«Hélas ! Qu’il est terrible de savoir, quand le savoir ne sert de rien à celui qui le possède !»
— Œdipe Roi (Sophocle)
Bien que cette adaptation italienne d’Œdipe Roi soit largement fidèle au texte de Sophocle, le film appartient complètement à son réalisateur Pier Paolo Pasolini. Tout d’abord, c’est un œuvre stylistiquement harmonieux avec des autres films de Pasolini, dans ses choix esthétiques très particuliers : la symétrie des compositions du plan, les intertitres qui verbalisent des pensées des personnages, l’accent sur l’artificialité théâtrale de la mise en scène, le montage déboussolant et non conventionnel, le penchant pour représenter les gestes, coutumes et rituels indigènes, l’utilisation des acteurs non professionnels pour l’interprétation et la prédominance des plans d’ensembles qui diminue les personnages et leurs actions éphémères par rapport à la permanence de la nature.
Mais, thématiquement aussi, le film est fortement lié aux autres films du cinéaste. Pasolini trouve dans le mythe d’Œdipe une subversion du système de famille. Pour lui, la famille bourgeoisie, en marchant sous l’autorité patriarcale et en réprimant des pensées individuelles et des désirs errants, est véritablement la fondation du système capitaliste exploiteur et se trouve à la racine de la malaise spirituelle moderne. Dans Théorème (1968), l’atomisation de la famille en individus correspond à la dissolution et cession de l’usine aux ouvriers, tandis que, dans Porcherie (1969), la perpétuation de l’industrie dépend de la maintenance de la famille. Vouloir faire tomber capitalisme, selon Pasolini le gauchiste radical, c’est vouloir faire tomber l’unité familiale bourgeoisie.

▶ [DONNÉES FOURNIES]
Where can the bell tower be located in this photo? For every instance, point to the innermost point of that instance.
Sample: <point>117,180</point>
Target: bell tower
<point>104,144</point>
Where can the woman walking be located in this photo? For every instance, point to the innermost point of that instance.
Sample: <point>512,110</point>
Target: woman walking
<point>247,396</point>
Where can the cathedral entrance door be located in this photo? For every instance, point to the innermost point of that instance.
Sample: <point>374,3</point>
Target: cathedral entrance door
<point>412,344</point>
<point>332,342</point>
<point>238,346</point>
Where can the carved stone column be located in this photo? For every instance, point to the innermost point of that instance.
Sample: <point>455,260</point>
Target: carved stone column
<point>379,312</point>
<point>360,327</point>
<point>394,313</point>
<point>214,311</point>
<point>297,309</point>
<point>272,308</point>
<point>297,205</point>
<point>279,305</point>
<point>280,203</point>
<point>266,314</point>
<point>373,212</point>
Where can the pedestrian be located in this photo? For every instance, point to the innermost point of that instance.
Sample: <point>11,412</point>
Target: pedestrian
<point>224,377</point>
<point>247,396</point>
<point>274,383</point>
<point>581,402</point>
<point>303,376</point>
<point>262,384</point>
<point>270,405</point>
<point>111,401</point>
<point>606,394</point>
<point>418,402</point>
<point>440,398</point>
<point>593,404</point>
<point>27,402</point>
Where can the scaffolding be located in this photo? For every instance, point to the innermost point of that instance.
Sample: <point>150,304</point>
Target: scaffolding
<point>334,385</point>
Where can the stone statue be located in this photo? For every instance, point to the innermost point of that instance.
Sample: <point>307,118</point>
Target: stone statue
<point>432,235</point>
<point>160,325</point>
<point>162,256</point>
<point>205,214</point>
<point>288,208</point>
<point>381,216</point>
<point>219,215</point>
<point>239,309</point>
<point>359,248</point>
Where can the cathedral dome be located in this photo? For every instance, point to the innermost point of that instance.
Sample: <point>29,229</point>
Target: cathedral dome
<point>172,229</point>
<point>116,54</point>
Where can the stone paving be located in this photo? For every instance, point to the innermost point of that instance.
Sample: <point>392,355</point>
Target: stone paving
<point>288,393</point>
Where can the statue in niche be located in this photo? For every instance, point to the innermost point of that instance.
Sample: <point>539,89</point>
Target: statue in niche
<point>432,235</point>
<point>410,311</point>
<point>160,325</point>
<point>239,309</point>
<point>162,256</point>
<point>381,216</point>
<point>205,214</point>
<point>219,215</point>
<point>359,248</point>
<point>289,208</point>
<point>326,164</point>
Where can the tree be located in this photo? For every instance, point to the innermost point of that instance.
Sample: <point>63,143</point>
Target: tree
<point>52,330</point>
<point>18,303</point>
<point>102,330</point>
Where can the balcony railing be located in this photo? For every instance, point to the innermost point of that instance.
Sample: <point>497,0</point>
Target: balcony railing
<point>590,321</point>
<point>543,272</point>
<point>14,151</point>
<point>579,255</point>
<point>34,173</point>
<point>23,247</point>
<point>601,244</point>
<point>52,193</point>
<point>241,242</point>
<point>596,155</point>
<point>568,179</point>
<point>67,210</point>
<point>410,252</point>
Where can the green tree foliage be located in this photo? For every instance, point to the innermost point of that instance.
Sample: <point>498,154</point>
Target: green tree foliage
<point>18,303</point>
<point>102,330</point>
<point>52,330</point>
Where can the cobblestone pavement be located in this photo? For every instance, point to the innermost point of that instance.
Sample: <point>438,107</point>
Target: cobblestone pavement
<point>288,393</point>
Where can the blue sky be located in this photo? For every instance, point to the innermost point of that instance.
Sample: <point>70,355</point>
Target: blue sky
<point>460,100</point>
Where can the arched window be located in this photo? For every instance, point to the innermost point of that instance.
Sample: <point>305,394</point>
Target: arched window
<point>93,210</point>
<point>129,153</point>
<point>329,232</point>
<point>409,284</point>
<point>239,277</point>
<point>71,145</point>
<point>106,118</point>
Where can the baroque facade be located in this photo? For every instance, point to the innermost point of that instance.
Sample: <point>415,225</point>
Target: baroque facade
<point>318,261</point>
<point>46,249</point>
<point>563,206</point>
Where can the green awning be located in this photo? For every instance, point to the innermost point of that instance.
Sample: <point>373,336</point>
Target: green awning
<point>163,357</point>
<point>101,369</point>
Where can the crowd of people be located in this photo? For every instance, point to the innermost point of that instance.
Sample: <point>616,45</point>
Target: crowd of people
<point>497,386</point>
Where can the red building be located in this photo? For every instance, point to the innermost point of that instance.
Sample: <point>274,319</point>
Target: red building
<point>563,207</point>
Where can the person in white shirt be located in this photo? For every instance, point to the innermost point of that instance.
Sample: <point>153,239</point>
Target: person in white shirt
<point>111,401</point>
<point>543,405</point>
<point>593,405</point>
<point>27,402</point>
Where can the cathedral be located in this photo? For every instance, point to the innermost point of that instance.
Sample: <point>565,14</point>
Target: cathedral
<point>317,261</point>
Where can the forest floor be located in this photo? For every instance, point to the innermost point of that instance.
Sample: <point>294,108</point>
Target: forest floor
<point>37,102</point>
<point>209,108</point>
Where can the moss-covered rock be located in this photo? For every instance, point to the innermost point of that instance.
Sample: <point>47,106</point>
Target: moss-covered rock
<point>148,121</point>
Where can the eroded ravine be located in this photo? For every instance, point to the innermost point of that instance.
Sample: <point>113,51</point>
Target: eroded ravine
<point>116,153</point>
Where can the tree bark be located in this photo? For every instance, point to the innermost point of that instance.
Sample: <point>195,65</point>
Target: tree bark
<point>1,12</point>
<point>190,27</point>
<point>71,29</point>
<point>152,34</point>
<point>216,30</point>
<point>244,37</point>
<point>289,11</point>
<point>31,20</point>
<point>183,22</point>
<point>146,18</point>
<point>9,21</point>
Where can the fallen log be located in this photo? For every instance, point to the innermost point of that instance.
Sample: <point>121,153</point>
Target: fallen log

▶ [TÂCHES À RÉALISER]
(1) D'après le texte sur l'Œdipe Roi de Pasolini, de quoi dépend la perpétuation de l'industrie dans Porcherie ?
(2) Modifiez le passage du texte sur l'Œdipe Roi de Pasolini qui va de « Mais, thématiquement aussi, le » jusqu'à « l’unité familiale bourgeoisie. » : remplacez-y « cinéaste » par « réalisateur ».
(3) Écrivez la suite du texte sur l'Œdipe Roi de Pasolini, après sa dernière phrase.

▶ [RÉPONSES ATTENDUES]
(1) De la maintenance de la famille.

(2)
Mais, thématiquement aussi, le film est fortement lié aux autres films du réalisateur. Pasolini trouve dans le mythe d’Œdipe une subversion du système de famille. Pour lui, la famille bourgeoisie, en marchant sous l’autorité patriarcale et en réprimant des pensées individuelles et des désirs errants, est véritablement la fondation du système capitaliste exploiteur et se trouve à la racine de la malaise spirituelle moderne. Dans Théorème (1968), l’atomisation de la famille en individus correspond à la dissolution et cession de l’usine aux ouvriers, tandis que, dans Porcherie (1969), la perpétuation de l’industrie dépend de la maintenance de la famille. Vouloir faire tomber capitalisme, selon Pasolini le gauchiste radical, c’est vouloir faire tomber l’unité familiale bourgeoisie.

(3)
En conséquence, Œdipe Roi accentue le conflit entre l’Etat et la Famille déjà présent dans les pièces de Sophocle. La sphère privée et la sphère publique sont toujours en guerre dans ce film. Tous ce qui se passe dans la vie privée d’Œdipe impacte le bien-être de sa ville Thèbes. La scène importante où Œdipe découvert la vérité de ses origines, se déroulant à l’intérieur du palais dans le texte original, est transplantée à l’extérieur dans le film. Chaque fois qu’il fait l’amour à sa femme/mère Jocaste dans sa chambre, Pasolini le juxtapose avec le ravage de la peste à Thèbes, l’implication étant que la ville subit la punition divine pour le pêche grave de son roi. Le crime d’Œdipe le roi c’est justement le crime d’Œdipe le fils. Le privé est tout à fait politique dans les films de Pasolini.
C’est un film qui comprend bien que la tragédie d’Œdipe est la tragédie de vouloir voir trop, entendre trop et savoir trop. (Les trois verbes les plus fréquents dans l’oeuvre sont voir, entendre et savoir.) Pour Sophocle, comme pour Goethe dans Faust, ce désir est une transgression contre la volonté des dieux et contre les limites de l’humanité. Pour Pasolini, pourtant, c’est une confrontation dangereuse avec la puissance destructive de la vérité. Il est possible de voir l’étranger dans Théorème comme l’incarnation d’une certaine vérité politique qui dissout les liens familiaux artificiels. Alors que la version de Sophocle est un avertissement moral, celle de Pasolini est une illustration sociopolitique.
Une des raisons pour laquelle la pièce de Sophocle attire toujours l’attention des lecteurs est la question principale de l’existence d’un libre arbitre humain : Œdipe est-il une marionnette entre les mains des dieux ou fabrique-il son propre destin ? Bien sûr, il n’existe aucune réponse finale à cette problématique et le paradoxe central d’Œdipe Roi reste irrésoluble : les personnages dans l’œuvre croit si religieusement en prédestination qu’ils prennent des décisions conscientes pour l’éviter. Et ce sont véritablement ces décisions prises de libre arbitre qui scellent leur sort.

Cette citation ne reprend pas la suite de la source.